### Text:
Referencing Madness 

There are a lot of things about editing that aren't exciting or interesting, but such is the nature of a job that preserves the written word. Right on the other hand, there is very little about it that is extraordinarily maddening. Sure, copyediting can be irritating, but it can also be hilariously amusing if you're the kind of person that choked back laughter in the middle of your SATs over dangling participles. Which I am. In fact, when I taught, I regularly called friends to read them the gems produced by my students, my favorite one being, "The English were at war and the French were revolting."

Think about it.

Haphazard authors, late reviewers, non-compliant assistant editors...all these can be overlooked most days. But there is one nemesis that I hate above all others, whether I am writing or editing:

REFERENCES

My sworn blood enemy. If references were a person, I would demand it find its second, choose a weapon, and give me satisfaction.



The problem with references is, they are like algebra problems with calculus answers: the example in the book/instructions is rarely as complicated as the reality. And thanks to The Internets, which is otherwise my friend, references continue to get more complicated and no style manual seems to be able to keep up, particularly in the medical field.

### Things to do:
• 1. In the text about references, copy the passage from "Referencing Madness" up to and including "Think about it.", swapping "copyediting" for "proofreading".
• 2. According to the text about references, which nemesis does the writer hate above all others when writing or editing?

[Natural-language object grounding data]

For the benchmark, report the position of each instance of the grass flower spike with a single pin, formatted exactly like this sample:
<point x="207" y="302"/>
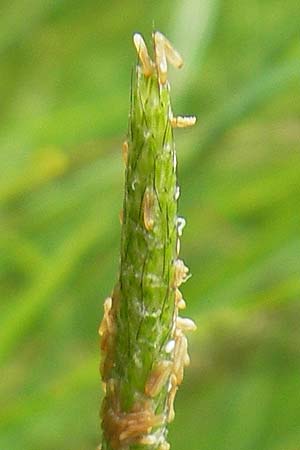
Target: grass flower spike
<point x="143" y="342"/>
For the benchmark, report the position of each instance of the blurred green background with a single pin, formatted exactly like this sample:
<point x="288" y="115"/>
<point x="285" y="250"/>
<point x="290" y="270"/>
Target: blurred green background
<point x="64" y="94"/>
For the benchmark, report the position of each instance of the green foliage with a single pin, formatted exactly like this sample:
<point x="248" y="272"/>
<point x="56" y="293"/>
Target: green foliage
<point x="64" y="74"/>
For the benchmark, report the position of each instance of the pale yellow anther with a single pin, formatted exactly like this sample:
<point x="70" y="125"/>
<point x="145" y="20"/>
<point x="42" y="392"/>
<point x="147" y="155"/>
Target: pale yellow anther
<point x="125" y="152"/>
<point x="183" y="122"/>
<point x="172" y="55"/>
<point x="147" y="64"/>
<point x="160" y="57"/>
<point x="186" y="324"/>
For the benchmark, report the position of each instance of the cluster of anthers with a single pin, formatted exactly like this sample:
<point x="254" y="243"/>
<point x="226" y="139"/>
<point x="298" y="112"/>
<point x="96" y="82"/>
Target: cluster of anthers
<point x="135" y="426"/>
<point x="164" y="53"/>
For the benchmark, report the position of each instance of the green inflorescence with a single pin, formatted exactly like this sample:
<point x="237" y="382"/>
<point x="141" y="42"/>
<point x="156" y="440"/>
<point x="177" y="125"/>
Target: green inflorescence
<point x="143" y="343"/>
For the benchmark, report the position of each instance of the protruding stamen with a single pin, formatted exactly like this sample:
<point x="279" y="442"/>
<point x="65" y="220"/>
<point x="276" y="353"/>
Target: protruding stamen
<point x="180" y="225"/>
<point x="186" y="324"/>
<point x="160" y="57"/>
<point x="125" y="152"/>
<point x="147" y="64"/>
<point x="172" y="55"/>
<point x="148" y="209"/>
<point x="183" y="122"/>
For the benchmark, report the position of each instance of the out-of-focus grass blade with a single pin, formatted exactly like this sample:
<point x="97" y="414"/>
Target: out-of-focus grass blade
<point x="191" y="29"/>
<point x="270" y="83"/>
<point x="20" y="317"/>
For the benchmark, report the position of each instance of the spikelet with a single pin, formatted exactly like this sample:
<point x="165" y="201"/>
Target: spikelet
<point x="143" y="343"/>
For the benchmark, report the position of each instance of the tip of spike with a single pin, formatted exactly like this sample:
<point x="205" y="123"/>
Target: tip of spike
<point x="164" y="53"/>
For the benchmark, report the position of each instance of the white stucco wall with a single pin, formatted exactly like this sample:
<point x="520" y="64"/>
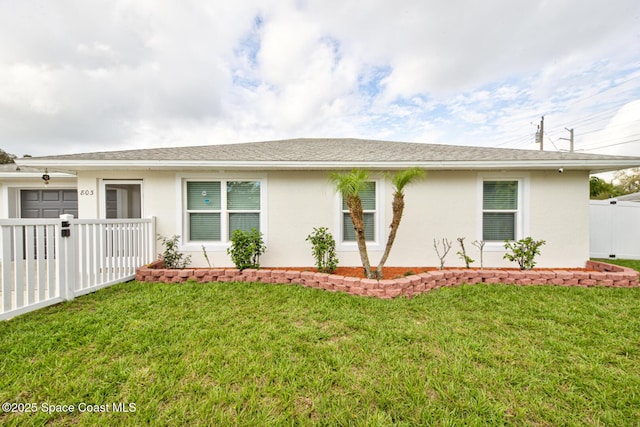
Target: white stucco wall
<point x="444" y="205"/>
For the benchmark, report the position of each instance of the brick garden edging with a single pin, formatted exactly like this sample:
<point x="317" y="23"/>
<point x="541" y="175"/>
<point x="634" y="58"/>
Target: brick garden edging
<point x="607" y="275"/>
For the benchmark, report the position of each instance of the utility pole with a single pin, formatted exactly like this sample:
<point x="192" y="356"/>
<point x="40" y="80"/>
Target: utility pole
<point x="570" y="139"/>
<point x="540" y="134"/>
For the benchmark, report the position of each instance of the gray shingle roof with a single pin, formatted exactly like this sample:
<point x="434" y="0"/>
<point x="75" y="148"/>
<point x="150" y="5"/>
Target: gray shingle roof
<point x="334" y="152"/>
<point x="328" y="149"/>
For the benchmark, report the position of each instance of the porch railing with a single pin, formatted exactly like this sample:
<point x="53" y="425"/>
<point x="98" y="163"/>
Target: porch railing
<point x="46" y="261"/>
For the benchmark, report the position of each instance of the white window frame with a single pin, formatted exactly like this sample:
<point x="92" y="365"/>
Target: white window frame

### Results of the tasks:
• 1.
Referencing Madness 

There are a lot of things about editing that aren't exciting or interesting, but such is the nature of a job that preserves the written word. Right on the other hand, there is very little about it that is extraordinarily maddening. Sure, proofreading can be irritating, but it can also be hilariously amusing if you're the kind of person that choked back laughter in the middle of your SATs over dangling participles. Which I am. In fact, when I taught, I regularly called friends to read them the gems produced by my students, my favorite one being, "The English were at war and the French were revolting."

Think about it.

• 2. References.